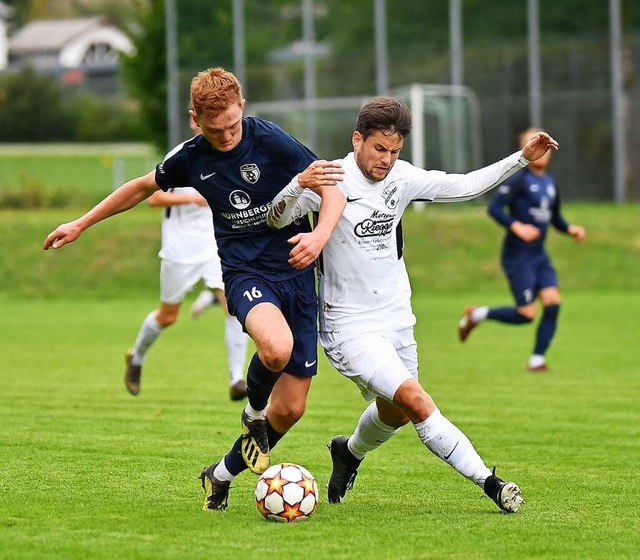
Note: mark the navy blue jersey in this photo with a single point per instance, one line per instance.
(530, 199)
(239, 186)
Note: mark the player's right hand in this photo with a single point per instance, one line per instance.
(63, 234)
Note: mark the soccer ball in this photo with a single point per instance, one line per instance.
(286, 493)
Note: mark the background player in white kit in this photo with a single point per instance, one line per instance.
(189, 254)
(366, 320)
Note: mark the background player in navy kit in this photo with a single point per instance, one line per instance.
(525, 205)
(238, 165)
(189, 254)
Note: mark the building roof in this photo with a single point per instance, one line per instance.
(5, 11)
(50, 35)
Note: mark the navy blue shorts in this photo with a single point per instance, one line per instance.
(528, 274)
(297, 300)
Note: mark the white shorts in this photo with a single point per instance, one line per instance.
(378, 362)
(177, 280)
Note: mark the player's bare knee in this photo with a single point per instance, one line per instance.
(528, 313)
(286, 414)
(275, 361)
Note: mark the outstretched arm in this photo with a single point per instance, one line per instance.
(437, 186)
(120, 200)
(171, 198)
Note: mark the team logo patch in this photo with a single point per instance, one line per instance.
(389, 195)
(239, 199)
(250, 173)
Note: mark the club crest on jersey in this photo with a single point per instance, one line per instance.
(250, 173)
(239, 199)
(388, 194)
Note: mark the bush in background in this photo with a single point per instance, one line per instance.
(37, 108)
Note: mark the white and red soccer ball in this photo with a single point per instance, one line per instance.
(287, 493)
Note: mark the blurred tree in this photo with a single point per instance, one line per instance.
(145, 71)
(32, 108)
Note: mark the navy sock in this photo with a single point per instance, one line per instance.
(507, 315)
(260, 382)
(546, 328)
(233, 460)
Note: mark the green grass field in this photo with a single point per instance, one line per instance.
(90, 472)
#####
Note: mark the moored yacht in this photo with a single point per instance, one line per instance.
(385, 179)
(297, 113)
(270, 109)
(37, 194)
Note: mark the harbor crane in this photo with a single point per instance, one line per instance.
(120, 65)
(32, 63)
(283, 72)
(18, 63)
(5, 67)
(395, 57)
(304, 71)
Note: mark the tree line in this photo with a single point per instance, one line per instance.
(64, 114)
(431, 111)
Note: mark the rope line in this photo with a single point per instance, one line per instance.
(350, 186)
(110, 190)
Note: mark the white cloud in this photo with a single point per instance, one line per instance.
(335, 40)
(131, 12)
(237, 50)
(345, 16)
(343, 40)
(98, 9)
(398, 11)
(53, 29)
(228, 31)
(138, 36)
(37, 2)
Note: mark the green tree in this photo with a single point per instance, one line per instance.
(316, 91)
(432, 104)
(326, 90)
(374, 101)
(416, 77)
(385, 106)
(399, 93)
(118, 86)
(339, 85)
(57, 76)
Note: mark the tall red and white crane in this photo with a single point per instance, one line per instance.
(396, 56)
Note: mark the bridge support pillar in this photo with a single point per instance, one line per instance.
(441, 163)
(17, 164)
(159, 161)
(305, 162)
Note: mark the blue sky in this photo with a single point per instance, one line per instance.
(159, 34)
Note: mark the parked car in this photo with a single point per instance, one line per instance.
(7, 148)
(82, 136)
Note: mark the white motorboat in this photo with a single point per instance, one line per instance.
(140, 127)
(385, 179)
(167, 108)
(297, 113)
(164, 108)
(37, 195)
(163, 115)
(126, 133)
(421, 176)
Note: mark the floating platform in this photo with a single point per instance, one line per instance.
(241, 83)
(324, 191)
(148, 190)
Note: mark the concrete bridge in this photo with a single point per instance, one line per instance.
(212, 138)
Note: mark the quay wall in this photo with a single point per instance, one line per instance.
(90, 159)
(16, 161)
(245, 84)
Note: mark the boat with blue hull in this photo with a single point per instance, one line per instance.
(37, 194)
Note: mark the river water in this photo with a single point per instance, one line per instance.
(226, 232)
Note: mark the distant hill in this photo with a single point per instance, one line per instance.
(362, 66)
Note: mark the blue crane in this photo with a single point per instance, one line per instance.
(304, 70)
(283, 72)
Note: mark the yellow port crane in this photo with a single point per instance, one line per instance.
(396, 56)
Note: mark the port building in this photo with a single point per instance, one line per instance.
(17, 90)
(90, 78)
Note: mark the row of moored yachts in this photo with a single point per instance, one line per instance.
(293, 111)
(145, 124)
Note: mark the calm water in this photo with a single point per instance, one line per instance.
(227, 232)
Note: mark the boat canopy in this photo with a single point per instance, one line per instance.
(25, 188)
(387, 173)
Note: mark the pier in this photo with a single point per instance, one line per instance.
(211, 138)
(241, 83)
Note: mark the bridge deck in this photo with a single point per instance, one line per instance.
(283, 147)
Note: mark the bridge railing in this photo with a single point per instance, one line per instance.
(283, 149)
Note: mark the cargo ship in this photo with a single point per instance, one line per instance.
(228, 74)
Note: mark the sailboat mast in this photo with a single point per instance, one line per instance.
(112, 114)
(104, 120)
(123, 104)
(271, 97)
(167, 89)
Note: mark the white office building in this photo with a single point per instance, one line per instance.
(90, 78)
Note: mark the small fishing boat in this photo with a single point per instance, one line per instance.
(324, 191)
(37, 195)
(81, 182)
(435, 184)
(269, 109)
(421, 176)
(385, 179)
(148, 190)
#####
Enunciado → Localice en los registros cada línea donde aparezca la palabra "green" y cópiela.

Solución →
Note: mark the green grass field in this photo with a single point per instance, one line per instance.
Note: mark the green tree in this photo with a single point per instance, one line per instance.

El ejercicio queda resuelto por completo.